● Short problem
Exactly the lines from the one containing "Task: spot one point per instance of the shed roof." through the final line of the listing are to be retyped, and nothing more.

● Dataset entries

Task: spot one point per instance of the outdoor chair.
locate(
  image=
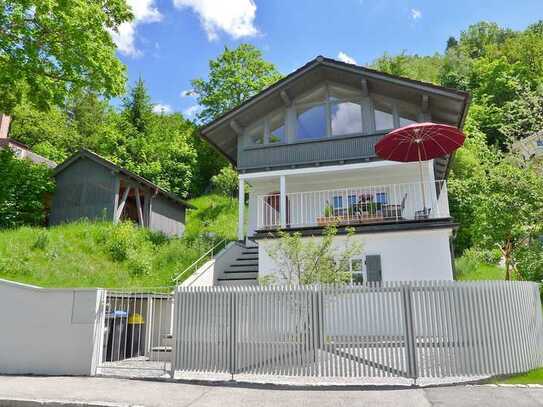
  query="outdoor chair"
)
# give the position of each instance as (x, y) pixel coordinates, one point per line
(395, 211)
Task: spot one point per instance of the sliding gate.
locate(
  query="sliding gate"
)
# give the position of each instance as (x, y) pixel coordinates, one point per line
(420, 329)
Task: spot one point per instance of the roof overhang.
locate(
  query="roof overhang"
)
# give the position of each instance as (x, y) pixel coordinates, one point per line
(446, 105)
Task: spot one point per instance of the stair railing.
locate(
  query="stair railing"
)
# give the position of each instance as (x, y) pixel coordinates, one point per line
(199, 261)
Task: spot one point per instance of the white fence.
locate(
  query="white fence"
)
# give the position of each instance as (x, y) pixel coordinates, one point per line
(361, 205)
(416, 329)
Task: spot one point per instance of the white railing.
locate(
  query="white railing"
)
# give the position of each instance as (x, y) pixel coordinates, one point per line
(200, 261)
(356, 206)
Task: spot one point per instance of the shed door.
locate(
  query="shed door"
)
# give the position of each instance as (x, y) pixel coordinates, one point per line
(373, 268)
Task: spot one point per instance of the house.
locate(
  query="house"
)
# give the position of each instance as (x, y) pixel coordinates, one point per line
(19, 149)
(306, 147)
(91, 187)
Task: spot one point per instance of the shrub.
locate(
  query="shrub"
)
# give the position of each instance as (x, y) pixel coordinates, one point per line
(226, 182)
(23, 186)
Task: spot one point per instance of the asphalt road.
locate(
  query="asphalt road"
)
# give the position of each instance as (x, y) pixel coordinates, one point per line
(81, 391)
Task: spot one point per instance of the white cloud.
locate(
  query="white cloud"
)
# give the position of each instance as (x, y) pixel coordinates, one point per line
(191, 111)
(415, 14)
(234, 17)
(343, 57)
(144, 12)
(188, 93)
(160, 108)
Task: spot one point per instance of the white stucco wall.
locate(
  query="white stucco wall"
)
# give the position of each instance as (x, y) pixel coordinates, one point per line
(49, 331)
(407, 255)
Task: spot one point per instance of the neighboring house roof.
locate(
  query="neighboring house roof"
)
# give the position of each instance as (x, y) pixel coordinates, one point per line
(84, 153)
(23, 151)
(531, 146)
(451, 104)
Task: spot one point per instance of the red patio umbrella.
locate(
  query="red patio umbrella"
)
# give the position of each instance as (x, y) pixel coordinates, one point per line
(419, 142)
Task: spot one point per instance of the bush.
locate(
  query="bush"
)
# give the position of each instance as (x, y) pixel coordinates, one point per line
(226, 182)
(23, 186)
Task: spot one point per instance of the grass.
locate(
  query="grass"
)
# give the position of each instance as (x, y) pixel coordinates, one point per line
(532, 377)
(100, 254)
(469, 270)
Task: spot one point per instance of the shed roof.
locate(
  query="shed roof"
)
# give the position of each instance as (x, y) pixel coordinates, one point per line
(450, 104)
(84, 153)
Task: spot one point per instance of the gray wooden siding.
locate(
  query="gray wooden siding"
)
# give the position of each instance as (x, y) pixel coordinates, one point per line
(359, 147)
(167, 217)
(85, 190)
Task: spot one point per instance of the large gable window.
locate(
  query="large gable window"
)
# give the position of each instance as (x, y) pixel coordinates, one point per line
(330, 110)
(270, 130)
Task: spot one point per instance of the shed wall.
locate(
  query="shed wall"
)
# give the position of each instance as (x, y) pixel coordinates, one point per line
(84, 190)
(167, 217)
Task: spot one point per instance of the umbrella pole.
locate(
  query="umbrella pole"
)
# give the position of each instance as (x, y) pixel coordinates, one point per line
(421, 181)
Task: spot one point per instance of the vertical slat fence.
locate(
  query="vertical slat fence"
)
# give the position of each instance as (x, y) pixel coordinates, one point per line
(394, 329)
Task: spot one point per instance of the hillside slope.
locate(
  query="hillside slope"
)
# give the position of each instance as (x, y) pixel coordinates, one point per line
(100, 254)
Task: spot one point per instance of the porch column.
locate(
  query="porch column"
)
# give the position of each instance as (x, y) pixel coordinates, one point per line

● Answer
Task: spot one point per instance of the shed roof.
locate(
  query="shed roof"
)
# give the position of each instance as (x, y) pixel coordinates, one point per line
(450, 104)
(84, 153)
Task: spot one point per instance of the gray wooden siding.
locate(
  query="gray wooden siding"
)
# give the position of each instance as (x, y) pixel coordinates, one point per line
(359, 147)
(167, 217)
(85, 190)
Task: spot one point per instance of the large gable window.
locate(
  query="large gable window"
)
# give the position of each instance as (x, y) pixel coordinates, one point per line
(330, 110)
(270, 130)
Task: spot one point per instance of the shed wall.
locate(
  query="shed wall"
)
# give the position of each instance as (x, y) pixel coordinates, one point per line
(84, 190)
(167, 217)
Task: spot one point per instance of the umbrella pole.
locate(
  query="umbrella pole"
)
# give the position of each instance as (x, y) pixel coordinates, one point per line
(421, 181)
Task: spot one point per instance of the vertical slat fence.
locate(
  query="vertical slat fence"
)
# give the position of each instance as (x, y) pixel coordinates, one point per line
(394, 329)
Task: spot one point per instance of the hillside slope.
locate(
  query="hillside slope"
)
# give the position of each instance as (x, y) pixel coordinates, one point per line
(100, 254)
Task: spot one point per instance of the porch column.
locate(
  query="porch column"
)
# give the position of each instance as (x, y) pixel coordinates, one point per line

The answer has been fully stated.